Requirement 1. Please rewrite the section of the academic biography starting at "While at the University of Notre Dame David" and ending at "and Vax/VMS computers.", replacing "Fortran" with "Pascal".
Requirement 2. What subjects does the academic biography name as David's usual coursework at Stanford?

Document extract.
------------------------------------------------------------------------
David graduated with highest honors from the University of Notre Dame in June of 1990. While at the University of Notre Dame he was enrolled in an Arts and Sciences honors program as well as an honors program within the Mathematics Department. He took nearly every undergraduate mathematics course offered at the University of Notre Dame, as well as graduate courses in complex analysis and logic. He also took five semesters of physics, including a semester of classical mechanics.

While at the University of Notre Dame David participated in an research
project with Dr. John Kozak, a physical chemist, developing mathematical
models for chemical reaction rates on molecular organizates and colloidal
catalysts. This research resulted in two publication in the *Journal
of Physical Chemistry*. David also worked for the biocore
facility setting up and maintaining their molecular modeling computer
lab. This work involved programming in Fortran and C, TCP/IP
networking, and system administration for both Unix and Vax/VMS computers.

In 1990 David was admitted to Stanford University with a National Science Foundation Graduate Fellowship. At Stanford University he studied algebraic topology and homotopy theory. In addition to the usual coursework on abstract algebra, complex analysis, real analysis, differential geometry, and topology, he also participated in several reading courses on classical mechanics, gauge theory, and general relativity.

David's Stanford Ph.D. thesis, **The Floer Homotopy Type of
Grassmann Manifolds** (1995), attempted to give a geometric
interpretation of Floer cohomology in terms of stable homotopy theory
following a program laid out by Cohen, Jones, and Segal. The
interpretation was complete for the case of height functions on complex
Grassmann manifolds. For the case of the action functional on the
loop space of a complex Grassmann manifold the flow category was described
in detail, but the compactification of the morphism spaces needed to
define the Floer homotopy type was discussed only for the case of complex
projective spaces (following CJS).
------------------------------------------------------------------------
Provided information.
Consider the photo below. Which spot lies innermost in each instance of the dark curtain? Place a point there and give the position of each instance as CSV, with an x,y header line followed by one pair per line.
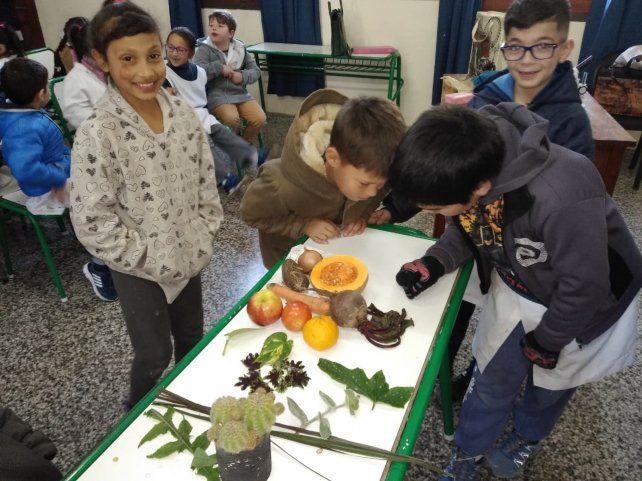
x,y
454,30
292,21
186,13
611,26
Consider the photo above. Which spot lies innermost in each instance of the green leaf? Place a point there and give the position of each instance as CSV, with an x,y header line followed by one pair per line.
x,y
352,400
210,474
375,388
156,431
201,441
397,396
328,400
297,411
231,335
167,449
275,348
185,428
202,459
324,427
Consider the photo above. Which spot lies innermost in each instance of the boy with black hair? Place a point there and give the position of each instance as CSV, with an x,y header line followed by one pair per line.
x,y
557,261
32,144
331,174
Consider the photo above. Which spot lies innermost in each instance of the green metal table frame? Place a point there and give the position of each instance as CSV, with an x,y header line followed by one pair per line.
x,y
436,367
269,57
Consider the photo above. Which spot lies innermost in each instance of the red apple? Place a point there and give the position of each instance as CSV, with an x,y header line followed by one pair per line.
x,y
264,307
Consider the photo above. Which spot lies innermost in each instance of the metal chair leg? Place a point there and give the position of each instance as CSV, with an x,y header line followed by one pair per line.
x,y
5,250
49,259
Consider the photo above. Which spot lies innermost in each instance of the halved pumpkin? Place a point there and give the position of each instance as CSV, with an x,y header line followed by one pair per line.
x,y
339,273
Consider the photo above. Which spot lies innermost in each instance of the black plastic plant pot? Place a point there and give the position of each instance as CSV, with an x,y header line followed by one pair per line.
x,y
252,465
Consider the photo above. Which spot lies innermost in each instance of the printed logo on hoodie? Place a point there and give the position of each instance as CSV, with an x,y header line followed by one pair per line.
x,y
529,252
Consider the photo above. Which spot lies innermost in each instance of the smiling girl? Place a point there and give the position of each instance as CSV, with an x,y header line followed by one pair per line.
x,y
143,195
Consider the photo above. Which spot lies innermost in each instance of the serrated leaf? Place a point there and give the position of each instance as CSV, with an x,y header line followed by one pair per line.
x,y
374,388
185,428
275,348
156,431
328,400
203,460
297,411
167,449
238,332
324,427
352,400
397,396
210,474
201,441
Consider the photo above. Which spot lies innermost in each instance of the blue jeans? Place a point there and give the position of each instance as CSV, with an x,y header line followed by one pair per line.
x,y
493,395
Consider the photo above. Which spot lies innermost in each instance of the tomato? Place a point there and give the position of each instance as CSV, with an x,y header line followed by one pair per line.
x,y
295,314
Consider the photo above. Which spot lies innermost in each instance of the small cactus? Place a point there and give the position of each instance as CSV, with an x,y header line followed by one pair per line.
x,y
240,424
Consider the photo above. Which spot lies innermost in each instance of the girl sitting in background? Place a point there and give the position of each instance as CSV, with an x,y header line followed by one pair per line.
x,y
143,195
10,47
187,80
86,82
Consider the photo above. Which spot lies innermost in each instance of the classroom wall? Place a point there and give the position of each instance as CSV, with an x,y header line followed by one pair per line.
x,y
408,25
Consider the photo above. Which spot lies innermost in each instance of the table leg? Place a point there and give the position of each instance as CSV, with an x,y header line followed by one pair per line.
x,y
446,398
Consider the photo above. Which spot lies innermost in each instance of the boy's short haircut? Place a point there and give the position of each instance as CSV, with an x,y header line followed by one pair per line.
x,y
118,20
445,155
224,18
366,133
22,79
526,13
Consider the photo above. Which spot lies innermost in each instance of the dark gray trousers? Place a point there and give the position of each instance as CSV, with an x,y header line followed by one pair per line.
x,y
151,324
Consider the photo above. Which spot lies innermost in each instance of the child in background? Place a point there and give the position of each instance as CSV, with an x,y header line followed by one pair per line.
x,y
10,48
86,83
330,176
143,195
32,144
229,69
83,86
560,268
188,81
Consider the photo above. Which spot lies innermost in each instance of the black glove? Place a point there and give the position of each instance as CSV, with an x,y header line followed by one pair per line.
x,y
537,354
418,275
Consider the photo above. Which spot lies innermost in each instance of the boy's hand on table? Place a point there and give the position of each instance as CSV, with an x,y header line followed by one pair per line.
x,y
381,216
321,230
536,354
353,228
418,275
236,77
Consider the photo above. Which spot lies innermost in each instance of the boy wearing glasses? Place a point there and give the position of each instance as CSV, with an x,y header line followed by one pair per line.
x,y
539,74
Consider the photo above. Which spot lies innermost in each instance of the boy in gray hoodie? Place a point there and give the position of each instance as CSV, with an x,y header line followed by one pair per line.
x,y
229,69
558,264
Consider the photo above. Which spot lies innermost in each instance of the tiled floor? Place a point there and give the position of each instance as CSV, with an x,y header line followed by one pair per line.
x,y
65,366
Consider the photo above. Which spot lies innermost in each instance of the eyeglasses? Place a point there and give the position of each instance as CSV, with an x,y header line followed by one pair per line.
x,y
178,50
539,51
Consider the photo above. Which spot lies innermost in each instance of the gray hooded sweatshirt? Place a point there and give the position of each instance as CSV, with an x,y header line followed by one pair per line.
x,y
221,90
563,235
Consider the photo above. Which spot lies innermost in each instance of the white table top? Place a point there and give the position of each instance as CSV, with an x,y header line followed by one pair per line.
x,y
211,375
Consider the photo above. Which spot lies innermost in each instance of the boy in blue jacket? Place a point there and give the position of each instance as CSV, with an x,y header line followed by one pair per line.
x,y
559,267
32,144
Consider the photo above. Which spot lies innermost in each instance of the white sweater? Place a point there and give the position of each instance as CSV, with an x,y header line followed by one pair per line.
x,y
80,91
193,92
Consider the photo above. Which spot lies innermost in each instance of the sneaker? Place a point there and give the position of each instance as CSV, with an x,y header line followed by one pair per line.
x,y
509,458
462,467
262,156
101,281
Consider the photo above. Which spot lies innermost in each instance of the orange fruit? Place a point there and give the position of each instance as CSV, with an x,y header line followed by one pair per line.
x,y
321,332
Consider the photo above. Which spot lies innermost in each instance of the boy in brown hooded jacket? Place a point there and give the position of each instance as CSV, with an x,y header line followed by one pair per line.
x,y
331,174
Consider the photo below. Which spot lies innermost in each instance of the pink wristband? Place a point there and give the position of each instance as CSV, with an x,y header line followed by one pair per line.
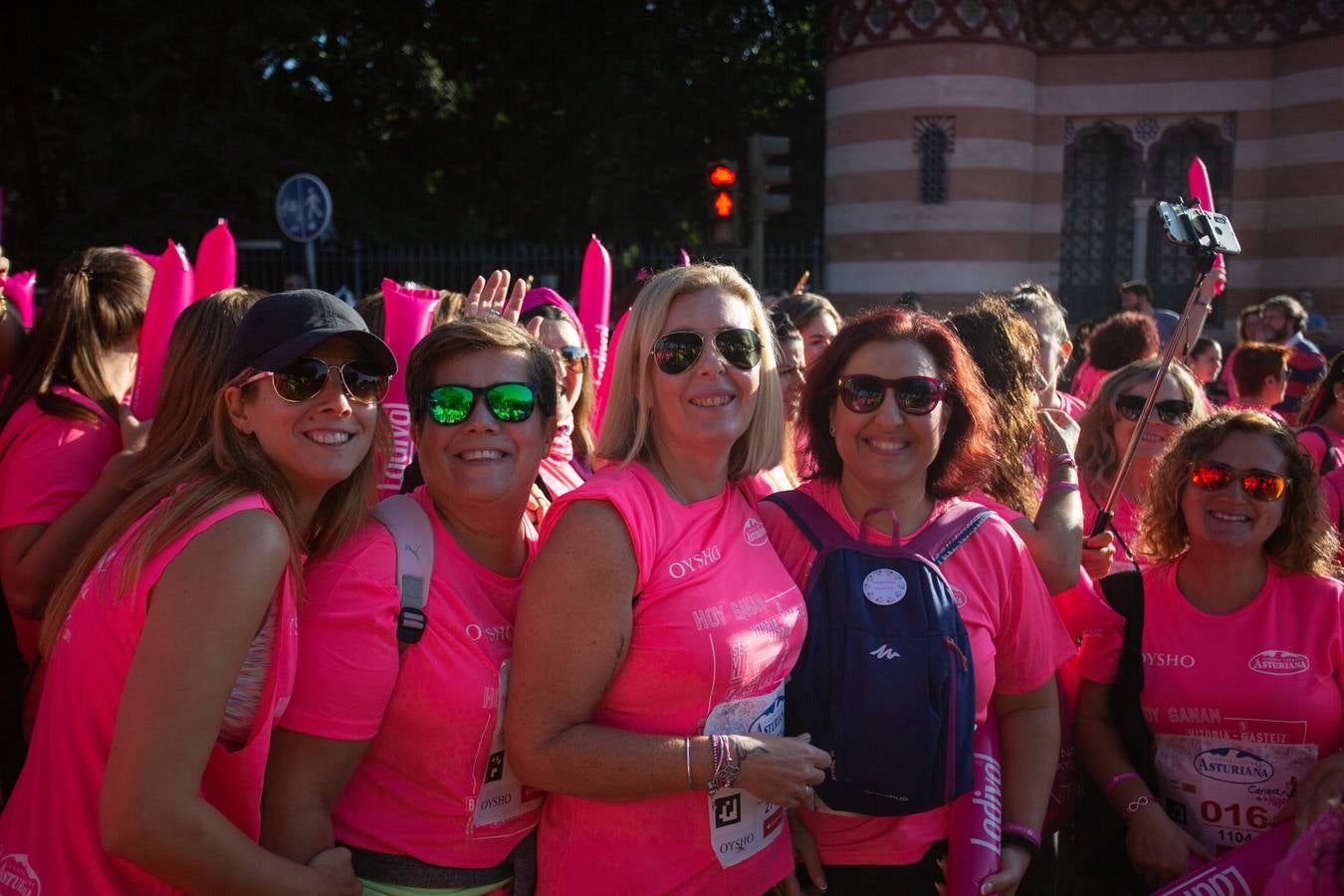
------------------------------------------------------------------------
Written solution 1.
While at the University of Notre Dame David participated in an research
project with Dr. John Kozak, a physical chemist, developing mathematical
models for chemical reaction rates on molecular organizates and colloidal
catalysts. This research resulted in two publication in the *Journal
of Physical Chemistry*. David also worked for the biocore
facility setting up and maintaining their molecular modeling computer
lab. This work involved programming in Pascal and C, TCP/IP
networking, and system administration for both Unix and Vax/VMS computers.

Written solution 2.
- Abstract algebra
- Complex analysis
- Real analysis
- Differential geometry
- Topology